Named-object pointing records
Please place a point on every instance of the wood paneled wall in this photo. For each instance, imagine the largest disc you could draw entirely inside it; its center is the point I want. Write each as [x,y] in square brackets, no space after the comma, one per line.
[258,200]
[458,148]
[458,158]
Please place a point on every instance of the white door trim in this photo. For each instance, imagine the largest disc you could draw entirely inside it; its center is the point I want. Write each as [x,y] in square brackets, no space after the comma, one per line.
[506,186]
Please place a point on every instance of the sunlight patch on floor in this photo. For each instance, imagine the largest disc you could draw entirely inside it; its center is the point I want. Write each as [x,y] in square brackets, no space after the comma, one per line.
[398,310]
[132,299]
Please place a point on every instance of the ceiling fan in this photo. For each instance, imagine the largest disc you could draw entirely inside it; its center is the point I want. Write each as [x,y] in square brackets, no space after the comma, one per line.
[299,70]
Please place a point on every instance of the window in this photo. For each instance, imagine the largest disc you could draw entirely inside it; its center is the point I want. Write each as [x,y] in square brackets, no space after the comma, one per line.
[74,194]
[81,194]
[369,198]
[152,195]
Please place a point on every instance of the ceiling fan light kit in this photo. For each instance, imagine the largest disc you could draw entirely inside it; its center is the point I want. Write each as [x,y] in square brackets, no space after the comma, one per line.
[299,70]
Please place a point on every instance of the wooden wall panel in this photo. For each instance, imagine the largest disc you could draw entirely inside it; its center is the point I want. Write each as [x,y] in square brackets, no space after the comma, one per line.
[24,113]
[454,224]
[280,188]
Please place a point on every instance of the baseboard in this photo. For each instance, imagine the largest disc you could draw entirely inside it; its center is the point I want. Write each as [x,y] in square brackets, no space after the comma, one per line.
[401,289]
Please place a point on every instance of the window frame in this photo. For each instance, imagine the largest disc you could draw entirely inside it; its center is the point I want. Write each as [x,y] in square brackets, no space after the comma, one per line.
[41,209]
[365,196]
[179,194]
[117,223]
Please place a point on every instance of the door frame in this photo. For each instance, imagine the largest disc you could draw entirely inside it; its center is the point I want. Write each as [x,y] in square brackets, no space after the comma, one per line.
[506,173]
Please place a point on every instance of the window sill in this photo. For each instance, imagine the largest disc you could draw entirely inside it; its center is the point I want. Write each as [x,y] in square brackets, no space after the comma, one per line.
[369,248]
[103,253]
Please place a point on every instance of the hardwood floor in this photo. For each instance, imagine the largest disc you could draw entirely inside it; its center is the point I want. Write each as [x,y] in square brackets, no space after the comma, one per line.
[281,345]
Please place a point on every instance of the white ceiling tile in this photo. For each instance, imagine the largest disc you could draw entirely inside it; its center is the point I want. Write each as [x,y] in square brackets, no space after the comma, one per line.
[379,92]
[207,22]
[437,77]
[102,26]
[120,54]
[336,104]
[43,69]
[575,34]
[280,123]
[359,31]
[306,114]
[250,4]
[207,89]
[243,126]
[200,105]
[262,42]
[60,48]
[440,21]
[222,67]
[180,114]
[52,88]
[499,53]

---

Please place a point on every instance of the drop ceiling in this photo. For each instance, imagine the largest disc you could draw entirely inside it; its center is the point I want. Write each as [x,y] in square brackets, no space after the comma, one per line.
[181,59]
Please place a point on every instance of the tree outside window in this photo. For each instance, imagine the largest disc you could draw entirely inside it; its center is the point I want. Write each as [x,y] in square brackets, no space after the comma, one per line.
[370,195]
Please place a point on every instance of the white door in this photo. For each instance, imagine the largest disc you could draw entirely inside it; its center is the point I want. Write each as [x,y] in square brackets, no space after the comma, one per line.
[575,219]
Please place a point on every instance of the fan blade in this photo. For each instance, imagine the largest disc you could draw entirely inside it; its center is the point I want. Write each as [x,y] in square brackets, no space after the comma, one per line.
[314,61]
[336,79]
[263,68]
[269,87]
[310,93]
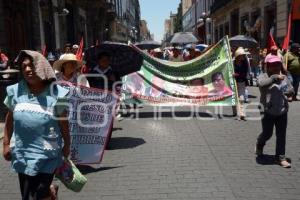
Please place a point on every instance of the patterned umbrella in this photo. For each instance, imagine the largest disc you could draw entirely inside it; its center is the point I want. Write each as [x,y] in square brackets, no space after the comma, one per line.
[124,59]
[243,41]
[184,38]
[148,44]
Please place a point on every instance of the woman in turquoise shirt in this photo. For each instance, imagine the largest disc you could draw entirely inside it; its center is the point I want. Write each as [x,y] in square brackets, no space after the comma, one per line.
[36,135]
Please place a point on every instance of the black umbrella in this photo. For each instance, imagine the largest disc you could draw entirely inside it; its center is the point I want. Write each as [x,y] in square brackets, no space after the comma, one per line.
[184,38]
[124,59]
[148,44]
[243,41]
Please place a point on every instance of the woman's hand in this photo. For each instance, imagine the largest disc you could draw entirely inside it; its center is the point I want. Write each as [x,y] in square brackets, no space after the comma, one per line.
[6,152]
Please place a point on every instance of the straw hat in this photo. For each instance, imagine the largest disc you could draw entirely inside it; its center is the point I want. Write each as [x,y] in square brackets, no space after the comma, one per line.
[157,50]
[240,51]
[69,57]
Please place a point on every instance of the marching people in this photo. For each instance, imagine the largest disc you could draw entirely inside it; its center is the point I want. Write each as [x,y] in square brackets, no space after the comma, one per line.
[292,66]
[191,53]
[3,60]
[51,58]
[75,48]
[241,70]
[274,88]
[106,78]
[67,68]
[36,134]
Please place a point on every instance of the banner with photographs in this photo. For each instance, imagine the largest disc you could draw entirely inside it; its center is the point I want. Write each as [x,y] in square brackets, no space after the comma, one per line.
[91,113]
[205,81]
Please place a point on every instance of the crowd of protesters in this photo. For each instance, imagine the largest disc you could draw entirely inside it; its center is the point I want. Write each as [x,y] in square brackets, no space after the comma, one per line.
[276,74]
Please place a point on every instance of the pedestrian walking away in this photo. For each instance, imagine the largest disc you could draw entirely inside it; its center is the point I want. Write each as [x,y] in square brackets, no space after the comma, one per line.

## WORK TO DO
Please show, copied in full, every line of the records that contains the word "white". Case counts.

## SOLUTION FOR THIS EXERCISE
Please place a point on every instance of the white door trim in this photo. For each instance, imagine the largest disc you could draw entirely inside it; its center is the point I want. Write each as [x,y] in square brackets, no space after the comma, one per line.
Please place a point on every instance of the white ceiling tile in this photo. For each instance, imagine the largest disc you could draw entirely inside it; its center is the point I want. Write each as [x,y] in square brackets, no space after the comma, one per line.
Please place a point on every instance of the white door in this photo. For each instance, imagine the largest disc you could draw entirely inside it; its center is the point I want. Write each as [x,y] in square brackets, no space after the comma, one per line.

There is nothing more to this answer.